## Given entries
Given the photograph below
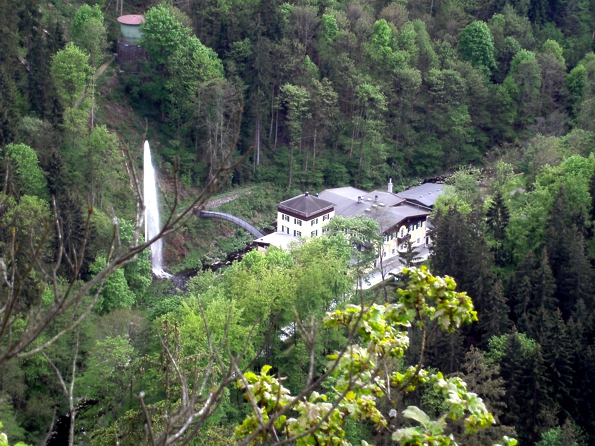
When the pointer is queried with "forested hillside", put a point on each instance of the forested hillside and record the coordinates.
(262, 99)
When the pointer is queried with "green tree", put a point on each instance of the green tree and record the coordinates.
(476, 45)
(115, 292)
(297, 102)
(271, 399)
(497, 218)
(163, 34)
(27, 178)
(70, 70)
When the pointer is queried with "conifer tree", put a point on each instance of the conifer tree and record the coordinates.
(497, 218)
(529, 406)
(558, 355)
(494, 320)
(483, 377)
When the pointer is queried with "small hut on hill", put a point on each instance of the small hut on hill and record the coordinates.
(130, 53)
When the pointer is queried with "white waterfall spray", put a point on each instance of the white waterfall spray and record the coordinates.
(152, 221)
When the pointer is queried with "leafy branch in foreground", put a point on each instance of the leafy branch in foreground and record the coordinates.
(365, 371)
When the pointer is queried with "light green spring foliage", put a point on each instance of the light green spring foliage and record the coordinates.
(71, 71)
(4, 439)
(162, 33)
(528, 218)
(115, 292)
(25, 166)
(357, 385)
(476, 45)
(88, 31)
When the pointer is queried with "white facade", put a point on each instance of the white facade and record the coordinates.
(299, 227)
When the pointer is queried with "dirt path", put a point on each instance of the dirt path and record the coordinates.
(220, 201)
(98, 73)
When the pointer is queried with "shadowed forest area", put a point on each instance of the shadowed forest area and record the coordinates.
(257, 101)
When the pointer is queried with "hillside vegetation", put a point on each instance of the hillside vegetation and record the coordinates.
(288, 97)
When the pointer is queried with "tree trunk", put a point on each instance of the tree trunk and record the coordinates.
(276, 127)
(314, 151)
(272, 113)
(290, 162)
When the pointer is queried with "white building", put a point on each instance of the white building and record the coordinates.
(402, 217)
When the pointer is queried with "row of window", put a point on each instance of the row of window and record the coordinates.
(299, 233)
(297, 221)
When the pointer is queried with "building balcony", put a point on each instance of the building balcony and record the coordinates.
(403, 239)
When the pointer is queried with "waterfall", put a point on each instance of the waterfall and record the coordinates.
(152, 222)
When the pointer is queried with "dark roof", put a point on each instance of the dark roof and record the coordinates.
(131, 19)
(305, 205)
(424, 194)
(388, 212)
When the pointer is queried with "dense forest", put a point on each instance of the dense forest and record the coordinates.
(250, 102)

## What is expected
Transcribe all the lines above exactly; any image among them is skipped.

## Exercise response
Given the photograph below
When the pointer is queried with "forested hillside", put a point on each instance of the forested hillside and record the coordinates.
(262, 99)
When the pointer is queried with "green tree", put a point on each instance of the green tree and record the coordinates.
(476, 45)
(115, 292)
(297, 102)
(271, 399)
(497, 218)
(163, 34)
(27, 178)
(70, 70)
When the pointer is queried with "conifer tree", put a point on each instance of the conifer tree and record the coordinates.
(497, 218)
(529, 406)
(558, 355)
(494, 320)
(483, 377)
When the pointer is queried with "small hut on hill", put a point on each instance of the small hut on hill and record the coordinates.
(130, 53)
When the pointer is queried with "white waterfall spray", put a point on each instance of the white waterfall spray and record the coordinates.
(152, 221)
When the pointer is queried with "leafy branch in foreground", put a point on each instance of the leafy branch in foreground and record the coordinates.
(365, 371)
When the pointer is queried with "light green spring foliage", put a point on each instance of the light green spring foliage and record the coordinates.
(71, 71)
(4, 439)
(162, 33)
(528, 218)
(115, 292)
(25, 166)
(357, 385)
(476, 45)
(88, 31)
When the pointer is queried with "white facade", put a point on each instance of the white facade and record the coordinates.
(299, 227)
When the pointer is queried with "dirt path", put a point on each instance of the dirt path and record the coordinates.
(220, 201)
(98, 73)
When the pointer is queried with "shadowed forest area", put a point on each instance of the shadowed forest area and record the coordinates.
(257, 101)
When the pointer is queried with "hillside vegetation", put a point on each instance of the hillside vegetation and record the coordinates.
(288, 97)
When the pointer is queried with "tree trunk", put a point on each instance of the tree trunk and record the coordinates.
(276, 127)
(314, 151)
(272, 113)
(290, 162)
When the pointer is queried with "white building", put a point on each instance of the white building and record the coordinates.
(402, 217)
When the pointer is queried with "row of window", put a point on each instance of the row of window and record the coordinates.
(299, 233)
(297, 221)
When the pointer is queried with "building balcony", put a point on each instance of the building balcony and record the coordinates.
(403, 239)
When the pointer is queried with "waterfall", put a point on each instance of the waterfall and record the coordinates.
(152, 222)
When the pointer is queried with "dark roof", put a point on each instance of the dark roof and record the coordinates.
(131, 19)
(305, 205)
(424, 194)
(388, 212)
When the pointer is queried with "dense forest", put a point on each instance of the dense forest and record the coordinates.
(250, 102)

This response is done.